GIVEN PASSAGE:
+--

Postby Lara Kristine Bacasen 1L » Thu Oct 03, 2019 10:00 pm

If you really have trouble balancing it out I suggest you try writing out what elements are there and counting out what is on each side and have a side by side comparison of the elements on the product and reactant side. That is what I did when starting out. You should first try to look at the combined elements and leave the ones that are individual for later (for example do FeS first instead of H2 or something). If they are all combined into molecules like this problem I suggest leaving O last (something I remember doing for chem in highschool)
Okay so the problem. I read it left to right
We look at the larger atoms and see that Mg is balanced. so no change. Next I look at N and see there are six on the reactant side but three on the product side. This means we need to balance it out by putting a stoichiometric coefficient of two in front of HN3 on the product side to make it 6 N atoms.
Alright so next I look at H atoms and see there is two H's on the reactant side and now there is four on the product side because we placed a 2 in front of HN3. We need to balance it again but this time the stoichiometric coefficient is on the reactant side in front of the H20. We need to place a 2 in front balance it out. Once that is done we now check O atoms and see there are two on each side. Now it is balanced. In the end do a comparison of who many atoms of each element are on each side and now you're done.

+--

EXERCISE SET:
(a) Answer these from the post on balancing chemical equations:
(i) Which element does the writer suggest leaving until last when all the elements are combined into molecules?
(ii) How many N atoms does the writer count on the reactant side and on the product side?
(iii) Which element is found to be balanced already, so that no change is needed?
(b) From the post on balancing chemical equations, extract the passage from "If you really" to "chem in highschool)", word for word.

+--

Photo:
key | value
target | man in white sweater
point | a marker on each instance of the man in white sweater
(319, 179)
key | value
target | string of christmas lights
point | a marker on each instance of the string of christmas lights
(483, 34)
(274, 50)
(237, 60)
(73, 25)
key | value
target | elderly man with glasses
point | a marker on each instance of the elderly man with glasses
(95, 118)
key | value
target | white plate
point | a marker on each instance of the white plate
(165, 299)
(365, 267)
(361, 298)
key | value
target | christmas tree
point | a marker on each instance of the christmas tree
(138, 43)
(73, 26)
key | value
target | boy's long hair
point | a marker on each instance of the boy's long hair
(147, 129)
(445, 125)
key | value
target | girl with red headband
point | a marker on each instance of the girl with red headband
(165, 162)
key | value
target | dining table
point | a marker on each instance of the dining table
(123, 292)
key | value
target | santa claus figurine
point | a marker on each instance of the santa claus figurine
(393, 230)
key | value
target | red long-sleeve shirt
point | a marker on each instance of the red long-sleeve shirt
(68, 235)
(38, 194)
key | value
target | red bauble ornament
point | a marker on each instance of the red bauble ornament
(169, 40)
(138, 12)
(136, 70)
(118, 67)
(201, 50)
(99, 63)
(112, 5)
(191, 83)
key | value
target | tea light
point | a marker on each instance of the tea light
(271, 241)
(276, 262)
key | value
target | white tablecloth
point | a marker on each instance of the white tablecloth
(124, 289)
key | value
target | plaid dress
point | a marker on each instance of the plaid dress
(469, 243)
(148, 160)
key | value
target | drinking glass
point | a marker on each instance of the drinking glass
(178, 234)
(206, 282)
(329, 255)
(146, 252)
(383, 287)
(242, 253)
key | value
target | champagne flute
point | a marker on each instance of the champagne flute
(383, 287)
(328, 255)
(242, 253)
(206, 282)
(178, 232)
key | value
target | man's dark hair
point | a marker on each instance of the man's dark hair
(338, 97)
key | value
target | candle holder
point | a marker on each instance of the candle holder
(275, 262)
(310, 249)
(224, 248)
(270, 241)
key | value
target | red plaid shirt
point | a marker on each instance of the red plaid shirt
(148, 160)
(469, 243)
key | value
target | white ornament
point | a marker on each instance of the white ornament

+--

WORKED SOLUTIONS:
(a)
(i) O
(ii) Six on the reactant side and three on the product side
(iii) Mg

(b)
If you really have trouble balancing it out I suggest you try writing out what elements are there and counting out what is on each side and have a side by side comparison of the elements on the product and reactant side. That is what I did when starting out. You should first try to look at the combined elements and leave the ones that are individual for later (for example do FeS first instead of H2 or something). If they are all combined into molecules like this problem I suggest leaving O last (something I remember doing for chem in highschool)